— Start Source excerpt —

I think that what I describe above is good reason to not have software patents, their lifetime would prohibit invention, or alternatively, if the lifetime would eb made reasonable, it woudl expire before being issued.
Unless the procedure can be simplified and can be handled in a few days or maybe weeks, there is simnply no way to have software patents that will not pose a huge hinderence on software invention.
Or do you really beklieve we'd be off better if Xerox was controlling who can implement a windowing system or use a mouse?
It is also a good idea to realize that during most of the so called IT revolution, software patents were not possible, and I really don't see where/how that hindered the technology from developing, so, I'd like to change your question:
Are there any good reasons for allowign software patents that are not completely outweighted by the problems they cause?
This sort of practice is what deters would-be great games from making it into the gaming world
I call bullshit.
Since 1992 -- http://www.chessclub.com/about.html#history
Online ratings and the works.
From what I can see, this appears to be the perfect prior art.

— End Source excerpt —

=== Set exercise 1 ===
Return the portion of the software patents comment from "Unless the procedure" up to and including "use a mouse?".
=== Set exercise 2 ===
In the software patents comment, which company is named in the question about controlling who can implement a windowing system or use a mouse?

— Start Raw data —

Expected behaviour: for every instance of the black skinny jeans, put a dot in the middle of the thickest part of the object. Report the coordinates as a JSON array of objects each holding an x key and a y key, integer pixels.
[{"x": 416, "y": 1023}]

— End Raw data —

=== Solution 1 ===
Unless the procedure can be simplified and can be handled in a few days or maybe weeks, there is simnply no way to have software patents that will not pose a huge hinderence on software invention.
Or do you really beklieve we'd be off better if Xerox was controlling who can implement a windowing system or use a mouse?

=== Solution 2 ===
Xerox